● **EXERCISE DIRECTIONS**: Give back the full material, exactly as it reads.

● **GIVEN DATA**:
- - - -

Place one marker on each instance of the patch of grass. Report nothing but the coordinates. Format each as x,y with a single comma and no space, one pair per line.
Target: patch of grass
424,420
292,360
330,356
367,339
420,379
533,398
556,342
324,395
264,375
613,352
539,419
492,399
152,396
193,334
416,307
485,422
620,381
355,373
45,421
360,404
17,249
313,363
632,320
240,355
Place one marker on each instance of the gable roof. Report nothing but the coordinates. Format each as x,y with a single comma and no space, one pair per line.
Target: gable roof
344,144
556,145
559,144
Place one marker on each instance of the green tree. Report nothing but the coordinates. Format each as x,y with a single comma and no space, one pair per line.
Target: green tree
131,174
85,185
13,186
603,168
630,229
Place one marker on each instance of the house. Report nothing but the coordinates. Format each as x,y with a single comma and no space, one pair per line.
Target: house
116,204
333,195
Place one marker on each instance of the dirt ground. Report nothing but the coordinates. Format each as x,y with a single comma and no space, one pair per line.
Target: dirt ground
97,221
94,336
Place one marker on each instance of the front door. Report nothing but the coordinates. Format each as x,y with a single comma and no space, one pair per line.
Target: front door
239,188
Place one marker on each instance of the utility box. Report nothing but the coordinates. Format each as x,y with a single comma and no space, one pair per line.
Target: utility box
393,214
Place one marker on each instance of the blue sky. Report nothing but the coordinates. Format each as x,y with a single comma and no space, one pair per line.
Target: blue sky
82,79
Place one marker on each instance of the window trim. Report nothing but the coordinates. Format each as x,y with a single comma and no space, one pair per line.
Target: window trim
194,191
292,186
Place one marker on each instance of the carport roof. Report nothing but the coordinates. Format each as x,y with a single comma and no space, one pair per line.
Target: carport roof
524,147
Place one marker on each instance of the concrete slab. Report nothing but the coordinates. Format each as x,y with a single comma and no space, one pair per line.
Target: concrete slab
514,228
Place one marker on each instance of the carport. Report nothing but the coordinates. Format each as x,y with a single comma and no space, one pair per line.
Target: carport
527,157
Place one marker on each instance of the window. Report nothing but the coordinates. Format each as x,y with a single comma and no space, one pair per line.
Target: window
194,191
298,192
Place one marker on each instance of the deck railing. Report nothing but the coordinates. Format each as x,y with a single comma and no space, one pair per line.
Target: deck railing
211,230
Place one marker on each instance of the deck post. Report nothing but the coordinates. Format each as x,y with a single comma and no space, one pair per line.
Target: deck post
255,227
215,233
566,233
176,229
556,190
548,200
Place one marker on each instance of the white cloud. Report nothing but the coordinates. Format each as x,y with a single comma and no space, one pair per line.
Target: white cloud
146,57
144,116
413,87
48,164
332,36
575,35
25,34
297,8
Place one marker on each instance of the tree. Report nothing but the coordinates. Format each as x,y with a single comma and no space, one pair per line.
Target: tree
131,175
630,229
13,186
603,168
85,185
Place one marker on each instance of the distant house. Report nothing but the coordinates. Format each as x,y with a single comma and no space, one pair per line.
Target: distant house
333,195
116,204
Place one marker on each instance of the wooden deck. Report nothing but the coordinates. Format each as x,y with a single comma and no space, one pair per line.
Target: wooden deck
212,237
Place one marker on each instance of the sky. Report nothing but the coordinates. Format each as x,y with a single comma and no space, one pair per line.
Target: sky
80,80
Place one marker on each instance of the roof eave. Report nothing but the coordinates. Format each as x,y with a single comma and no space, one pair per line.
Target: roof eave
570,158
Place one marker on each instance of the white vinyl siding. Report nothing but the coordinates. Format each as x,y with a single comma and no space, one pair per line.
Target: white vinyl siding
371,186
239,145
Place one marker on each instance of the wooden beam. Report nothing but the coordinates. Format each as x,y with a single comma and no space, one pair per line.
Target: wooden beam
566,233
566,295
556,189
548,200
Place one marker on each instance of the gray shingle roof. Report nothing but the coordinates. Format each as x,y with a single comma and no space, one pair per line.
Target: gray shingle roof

- - - -

● **THE ANSWER**:
Place one marker on each instance of the patch of grass. Report nothing but the coordinates. Format each as x,y with a single comma and no space, one pair per line.
Target: patch of grass
424,420
292,360
330,356
367,339
420,379
533,398
556,342
324,395
264,375
613,352
539,419
492,399
152,396
193,334
416,307
485,422
620,381
355,373
45,421
360,404
17,249
313,363
632,320
240,355
Place one marker on each instance of the gable roof. Report nothing but the coordinates. Format each as x,y with a single comma and no space, one pair per line.
Target: gable roof
344,144
556,145
559,144
Place one marker on each instance of the green tree. Report nothing but the coordinates. Format each as x,y with a single comma and no space, one pair per line.
Target: green tree
131,174
85,185
13,186
603,168
630,229
Place one marker on each instance of the house. Report nothing but the coordinates. Format each as x,y with a single comma and no space, one pair per line.
Target: house
116,204
333,195
Place one marker on each instance of the dirt ground. Report nothing but the coordinates. Format each as x,y with a single comma and no space, one pair per line.
Target: dirt ground
97,221
94,336
Place one marker on each instance of the front door. Report nothing but the coordinates. Format each as x,y with a single comma and no space, one pair per line.
Target: front door
239,188
Place one marker on each instance of the utility box. Report nothing but the coordinates. Format each as x,y with a single comma and no space, one pair per line.
Target: utility box
393,214
Place one marker on each instance of the blue sky. Report nothing but the coordinates. Format each as x,y with a single comma and no space, one pair per line.
Target: blue sky
82,79
Place one marker on each instance of the window trim. Report nothing but the coordinates. Format each as x,y with a single comma and no space, one pair per line.
Target: window trim
194,191
292,186
Place one marker on each instance of the carport roof. Report nothing but the coordinates. Format each as x,y with a single comma and no space, one pair per line.
Target: carport roof
524,147
Place one marker on each instance of the concrete slab. Report nothing but the coordinates. Format each as x,y with a single comma and no space, one pair per line.
Target: concrete slab
514,228
Place one marker on each instance of the carport. Report nothing but the coordinates. Format each as x,y with a single comma and no space, one pair per line.
Target: carport
527,157
Place one marker on each instance of the window. Report nothing but the coordinates. Format each as x,y with a single comma and no space, one pair per line.
Target: window
194,191
298,192
Place one marker on each instance of the deck railing. Report nothing but the coordinates. Format each as x,y with a single comma and no space, one pair per line.
Target: deck railing
211,230
Place one marker on each instance of the deck post. Report nothing but the coordinates. Format each as x,y with a single comma and no space, one pair per line.
Target: deck post
255,227
215,233
566,233
176,229
556,190
548,200
Place one marker on each instance of the white cloud. Report nothing but the coordinates. Format each as x,y with a single comma and no space, one pair per line.
Target: white cloud
146,57
144,116
413,87
48,164
332,36
575,35
25,34
297,8
Place one marker on each instance of the tree. Report nothing but the coordinates. Format each as x,y with a single comma and no space, one pair per line.
Target: tree
131,175
630,229
13,186
603,168
85,185
Place one marker on each instance of the distant house. Report nothing but the coordinates. Format each as x,y with a single comma and no space, one pair per line.
Target: distant house
333,195
116,204
Place one marker on each instance of the wooden deck. Report nothing but the coordinates. Format each as x,y with a single comma and no space, one pair per line.
Target: wooden deck
212,237
Place one marker on each instance of the sky. Report nothing but the coordinates. Format each as x,y with a single comma and no space, one pair per line.
Target: sky
80,80
Place one marker on each instance of the roof eave. Report nothing but the coordinates. Format each as x,y with a single comma and no space, one pair per line.
Target: roof eave
570,158
Place one marker on each instance of the white vinyl siding. Report nothing but the coordinates. Format each as x,y with a single comma and no space, one pair per line.
Target: white vinyl siding
371,186
239,145
Place one marker on each instance of the wooden beam. Report nothing but the coordinates. Format each as x,y with a single comma and no space, one pair per line.
Target: wooden beam
566,233
566,295
556,189
548,200
Place one marker on each instance of the gray shingle roof. Report nothing but the coordinates. Format each as x,y with a single comma and no space, one pair per line.
Target: gray shingle roof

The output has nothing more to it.